■ **Given exercise**
Show every line from the items below that contains the word "wall", copying each one in full.

(Point-based annotation data)
--- BEGIN ---
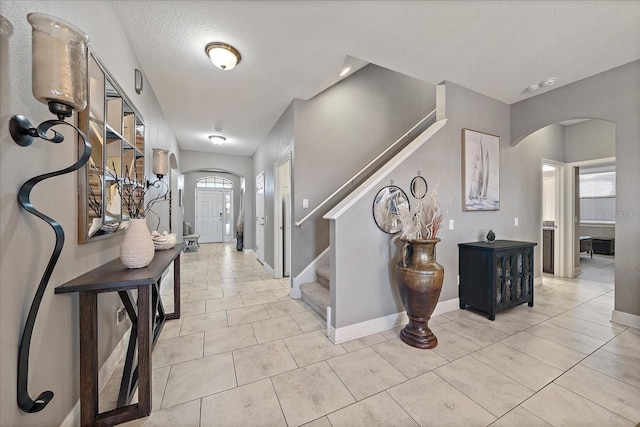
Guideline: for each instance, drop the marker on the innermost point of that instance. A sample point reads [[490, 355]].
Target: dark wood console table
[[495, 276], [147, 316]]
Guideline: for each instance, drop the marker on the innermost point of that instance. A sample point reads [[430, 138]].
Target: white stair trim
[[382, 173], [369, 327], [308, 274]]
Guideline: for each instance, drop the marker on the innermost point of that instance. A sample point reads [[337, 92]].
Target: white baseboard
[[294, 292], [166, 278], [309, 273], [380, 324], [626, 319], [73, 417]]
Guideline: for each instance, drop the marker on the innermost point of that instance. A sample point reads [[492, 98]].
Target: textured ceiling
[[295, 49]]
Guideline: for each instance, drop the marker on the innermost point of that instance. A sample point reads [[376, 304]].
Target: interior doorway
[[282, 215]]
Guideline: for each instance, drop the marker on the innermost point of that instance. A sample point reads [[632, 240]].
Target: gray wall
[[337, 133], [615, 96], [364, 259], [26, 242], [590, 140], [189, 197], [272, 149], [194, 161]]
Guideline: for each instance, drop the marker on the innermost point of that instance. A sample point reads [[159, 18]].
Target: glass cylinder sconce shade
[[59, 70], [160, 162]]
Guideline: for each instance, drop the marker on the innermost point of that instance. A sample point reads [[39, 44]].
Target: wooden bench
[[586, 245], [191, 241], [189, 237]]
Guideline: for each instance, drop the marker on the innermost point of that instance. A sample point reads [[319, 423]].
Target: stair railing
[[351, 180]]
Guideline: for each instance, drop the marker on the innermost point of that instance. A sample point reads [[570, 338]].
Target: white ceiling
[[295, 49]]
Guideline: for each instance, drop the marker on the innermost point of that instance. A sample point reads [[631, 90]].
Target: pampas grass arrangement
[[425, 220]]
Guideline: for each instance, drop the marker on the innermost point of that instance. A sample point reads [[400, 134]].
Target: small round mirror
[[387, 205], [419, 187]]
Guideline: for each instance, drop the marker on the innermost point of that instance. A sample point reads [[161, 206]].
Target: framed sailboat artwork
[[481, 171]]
--- END ---
--- BEGIN ---
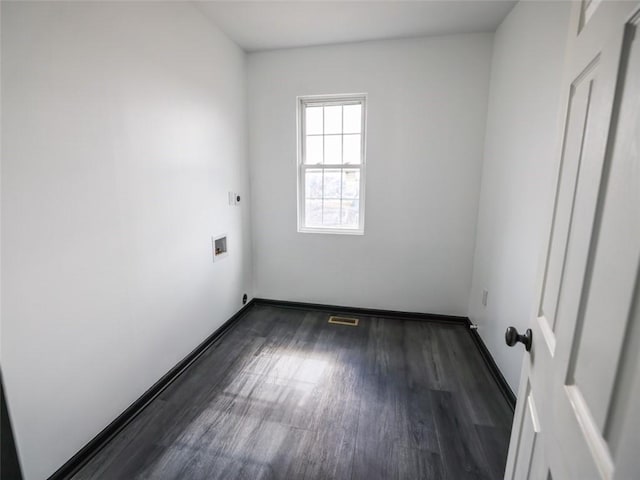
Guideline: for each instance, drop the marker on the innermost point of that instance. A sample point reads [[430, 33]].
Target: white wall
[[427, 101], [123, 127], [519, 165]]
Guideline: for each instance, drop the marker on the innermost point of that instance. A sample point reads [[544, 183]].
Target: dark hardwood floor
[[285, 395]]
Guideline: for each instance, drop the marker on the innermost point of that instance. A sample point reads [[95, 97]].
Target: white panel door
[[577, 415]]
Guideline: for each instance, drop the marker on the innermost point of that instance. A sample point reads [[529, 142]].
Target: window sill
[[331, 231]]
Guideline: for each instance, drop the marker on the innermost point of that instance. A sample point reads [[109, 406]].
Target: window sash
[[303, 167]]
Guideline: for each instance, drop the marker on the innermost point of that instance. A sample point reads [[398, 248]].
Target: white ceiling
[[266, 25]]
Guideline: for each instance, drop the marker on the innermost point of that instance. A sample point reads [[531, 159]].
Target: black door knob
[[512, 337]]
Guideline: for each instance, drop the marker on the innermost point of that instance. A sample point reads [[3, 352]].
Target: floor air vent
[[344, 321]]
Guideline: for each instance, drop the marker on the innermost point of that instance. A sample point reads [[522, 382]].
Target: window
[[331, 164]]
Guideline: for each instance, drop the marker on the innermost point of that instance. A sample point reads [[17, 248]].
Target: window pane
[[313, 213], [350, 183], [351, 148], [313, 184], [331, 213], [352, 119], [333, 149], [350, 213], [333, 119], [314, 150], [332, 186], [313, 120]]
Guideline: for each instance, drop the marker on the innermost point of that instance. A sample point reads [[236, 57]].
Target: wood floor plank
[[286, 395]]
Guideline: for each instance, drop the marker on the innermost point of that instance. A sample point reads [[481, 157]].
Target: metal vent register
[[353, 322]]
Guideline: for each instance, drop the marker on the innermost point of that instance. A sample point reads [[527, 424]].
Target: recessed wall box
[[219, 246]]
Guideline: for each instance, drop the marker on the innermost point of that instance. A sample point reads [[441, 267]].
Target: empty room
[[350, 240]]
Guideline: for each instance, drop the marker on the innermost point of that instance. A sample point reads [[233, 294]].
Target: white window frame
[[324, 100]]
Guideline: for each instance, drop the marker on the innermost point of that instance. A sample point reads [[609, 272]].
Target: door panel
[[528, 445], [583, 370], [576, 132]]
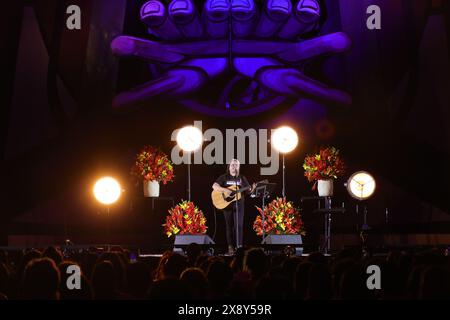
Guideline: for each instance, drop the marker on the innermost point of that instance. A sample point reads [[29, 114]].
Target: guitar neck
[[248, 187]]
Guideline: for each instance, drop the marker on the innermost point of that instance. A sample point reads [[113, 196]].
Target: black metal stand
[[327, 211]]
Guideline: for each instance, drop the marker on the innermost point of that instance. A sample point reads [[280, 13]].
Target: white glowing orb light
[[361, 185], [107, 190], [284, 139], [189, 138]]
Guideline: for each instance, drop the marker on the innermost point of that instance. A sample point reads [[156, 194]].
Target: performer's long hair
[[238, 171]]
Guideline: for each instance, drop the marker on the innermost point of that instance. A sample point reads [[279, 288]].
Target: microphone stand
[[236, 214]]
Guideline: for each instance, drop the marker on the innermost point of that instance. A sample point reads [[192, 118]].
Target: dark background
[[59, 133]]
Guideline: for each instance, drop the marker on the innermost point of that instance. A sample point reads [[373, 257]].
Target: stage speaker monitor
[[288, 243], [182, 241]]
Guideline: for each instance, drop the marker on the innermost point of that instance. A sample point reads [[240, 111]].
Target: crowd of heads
--- END ---
--- BEGIN ---
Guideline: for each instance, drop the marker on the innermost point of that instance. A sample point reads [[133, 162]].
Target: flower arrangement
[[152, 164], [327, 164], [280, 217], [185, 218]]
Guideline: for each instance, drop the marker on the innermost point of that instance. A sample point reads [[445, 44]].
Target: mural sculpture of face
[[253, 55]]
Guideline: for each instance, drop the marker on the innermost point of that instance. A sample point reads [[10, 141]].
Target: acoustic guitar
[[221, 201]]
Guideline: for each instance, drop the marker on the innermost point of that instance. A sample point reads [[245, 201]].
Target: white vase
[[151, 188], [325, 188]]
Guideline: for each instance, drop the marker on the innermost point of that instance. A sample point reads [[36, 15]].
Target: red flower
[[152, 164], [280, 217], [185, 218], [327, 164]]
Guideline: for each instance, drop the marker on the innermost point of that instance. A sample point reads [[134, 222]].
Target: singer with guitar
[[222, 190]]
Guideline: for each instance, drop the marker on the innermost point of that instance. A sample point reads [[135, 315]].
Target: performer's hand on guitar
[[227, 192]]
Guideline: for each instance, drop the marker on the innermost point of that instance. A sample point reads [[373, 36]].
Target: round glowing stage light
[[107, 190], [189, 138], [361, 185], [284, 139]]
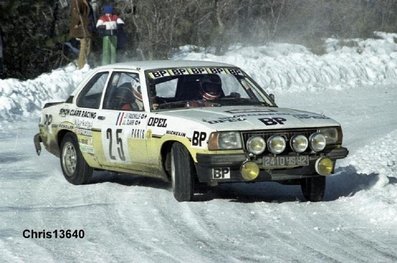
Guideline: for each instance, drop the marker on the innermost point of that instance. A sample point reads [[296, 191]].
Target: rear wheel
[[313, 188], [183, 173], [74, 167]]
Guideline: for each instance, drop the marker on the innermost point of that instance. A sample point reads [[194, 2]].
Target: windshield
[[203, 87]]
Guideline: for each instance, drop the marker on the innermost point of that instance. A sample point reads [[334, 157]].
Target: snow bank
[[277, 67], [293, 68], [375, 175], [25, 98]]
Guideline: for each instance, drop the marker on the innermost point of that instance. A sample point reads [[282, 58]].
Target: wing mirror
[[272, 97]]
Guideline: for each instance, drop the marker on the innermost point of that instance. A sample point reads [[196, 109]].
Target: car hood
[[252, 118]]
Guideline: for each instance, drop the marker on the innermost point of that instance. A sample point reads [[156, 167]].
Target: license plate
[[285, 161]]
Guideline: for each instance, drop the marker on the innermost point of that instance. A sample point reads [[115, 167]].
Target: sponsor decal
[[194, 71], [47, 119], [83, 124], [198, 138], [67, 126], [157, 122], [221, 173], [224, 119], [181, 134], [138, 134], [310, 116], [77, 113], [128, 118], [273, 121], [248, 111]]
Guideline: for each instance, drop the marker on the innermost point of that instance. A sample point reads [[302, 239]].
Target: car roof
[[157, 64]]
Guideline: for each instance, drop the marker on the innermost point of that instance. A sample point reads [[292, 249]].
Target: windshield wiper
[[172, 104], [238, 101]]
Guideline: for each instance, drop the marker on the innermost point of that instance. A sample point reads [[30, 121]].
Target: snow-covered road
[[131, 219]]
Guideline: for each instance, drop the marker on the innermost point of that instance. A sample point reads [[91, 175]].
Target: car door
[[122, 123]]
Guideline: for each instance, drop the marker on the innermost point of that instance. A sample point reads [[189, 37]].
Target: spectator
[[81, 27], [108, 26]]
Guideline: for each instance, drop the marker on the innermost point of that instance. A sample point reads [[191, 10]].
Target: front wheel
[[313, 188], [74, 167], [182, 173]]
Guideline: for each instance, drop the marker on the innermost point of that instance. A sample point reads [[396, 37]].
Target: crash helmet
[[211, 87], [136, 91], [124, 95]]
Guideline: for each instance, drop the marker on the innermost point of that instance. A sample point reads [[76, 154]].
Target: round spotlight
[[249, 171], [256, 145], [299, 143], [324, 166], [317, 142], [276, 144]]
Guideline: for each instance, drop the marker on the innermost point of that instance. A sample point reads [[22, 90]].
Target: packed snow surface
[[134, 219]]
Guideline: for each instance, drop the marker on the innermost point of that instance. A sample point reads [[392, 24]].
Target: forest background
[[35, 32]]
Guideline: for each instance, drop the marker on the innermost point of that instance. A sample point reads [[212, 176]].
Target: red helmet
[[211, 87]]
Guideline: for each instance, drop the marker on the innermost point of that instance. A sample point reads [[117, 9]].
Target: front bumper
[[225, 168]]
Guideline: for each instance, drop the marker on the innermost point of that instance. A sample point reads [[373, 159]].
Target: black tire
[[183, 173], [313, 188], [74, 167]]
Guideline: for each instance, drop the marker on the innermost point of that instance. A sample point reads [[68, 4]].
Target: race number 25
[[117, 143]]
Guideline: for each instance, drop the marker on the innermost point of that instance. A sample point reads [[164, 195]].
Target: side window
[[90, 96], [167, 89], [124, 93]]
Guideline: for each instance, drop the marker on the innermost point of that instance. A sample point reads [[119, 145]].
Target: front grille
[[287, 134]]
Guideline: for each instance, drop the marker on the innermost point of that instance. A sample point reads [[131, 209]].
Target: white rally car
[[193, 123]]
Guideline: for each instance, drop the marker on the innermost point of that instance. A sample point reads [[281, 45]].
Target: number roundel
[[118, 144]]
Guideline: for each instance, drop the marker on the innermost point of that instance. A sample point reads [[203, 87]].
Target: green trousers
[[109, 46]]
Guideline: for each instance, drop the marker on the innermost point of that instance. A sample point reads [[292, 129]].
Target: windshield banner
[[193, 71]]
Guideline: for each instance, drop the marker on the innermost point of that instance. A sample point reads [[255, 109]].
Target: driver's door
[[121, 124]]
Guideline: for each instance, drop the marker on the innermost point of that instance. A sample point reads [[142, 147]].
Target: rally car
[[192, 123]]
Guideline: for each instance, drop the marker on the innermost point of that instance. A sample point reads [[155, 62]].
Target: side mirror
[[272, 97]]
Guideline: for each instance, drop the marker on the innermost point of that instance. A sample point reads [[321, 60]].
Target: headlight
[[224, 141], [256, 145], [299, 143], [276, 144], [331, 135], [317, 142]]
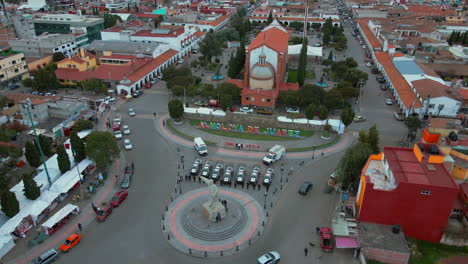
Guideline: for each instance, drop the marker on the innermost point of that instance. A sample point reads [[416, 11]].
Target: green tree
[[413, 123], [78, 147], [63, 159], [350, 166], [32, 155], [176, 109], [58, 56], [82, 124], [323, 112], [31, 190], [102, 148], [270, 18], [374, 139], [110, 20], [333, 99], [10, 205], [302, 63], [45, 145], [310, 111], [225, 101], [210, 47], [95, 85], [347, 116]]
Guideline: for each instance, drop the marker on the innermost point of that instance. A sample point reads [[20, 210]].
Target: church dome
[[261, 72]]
--- END ---
■ **Result**
Target: gray wall
Target: white wall
Target: recessed wall box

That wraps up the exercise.